* [Description of the task]:
Convert every line of the material below into a JSON list of strings, one string per line, skipping blank lines. Leave any pictures out.

* [Data supplied]:
------------------------------------------------------------------------
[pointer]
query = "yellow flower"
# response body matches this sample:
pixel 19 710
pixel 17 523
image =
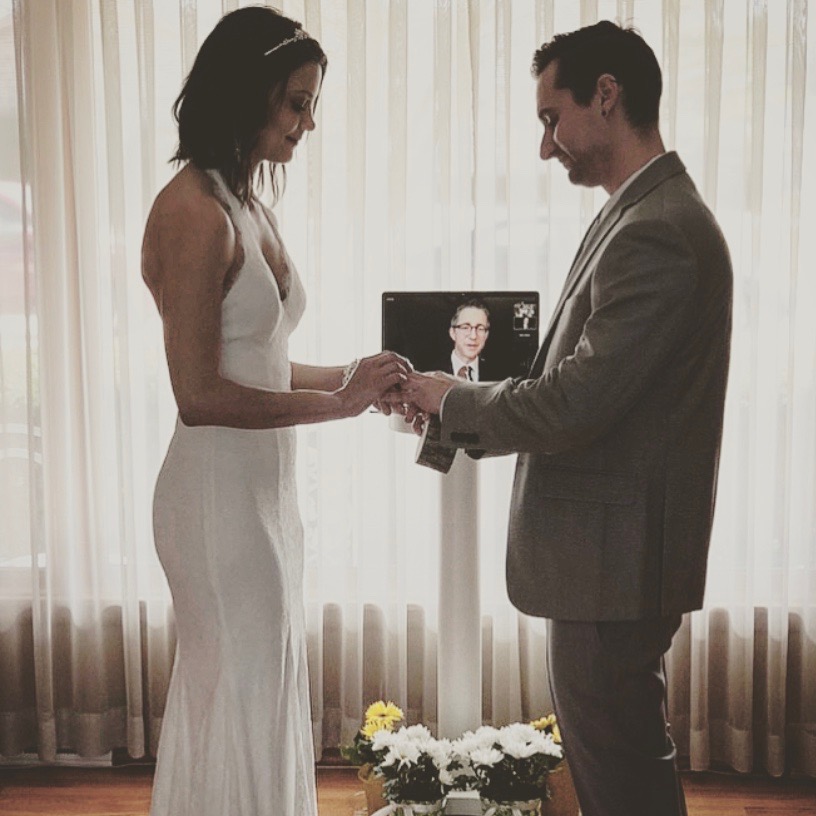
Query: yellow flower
pixel 381 710
pixel 376 724
pixel 548 724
------------------------------------------------------------------------
* [Written response]:
[
  "[pointer]",
  "query = \"yellow flower\"",
  "# response body matches this sample:",
  "pixel 19 710",
  "pixel 17 523",
  "image =",
  "Query: yellow flower",
  "pixel 381 710",
  "pixel 376 724",
  "pixel 548 724"
]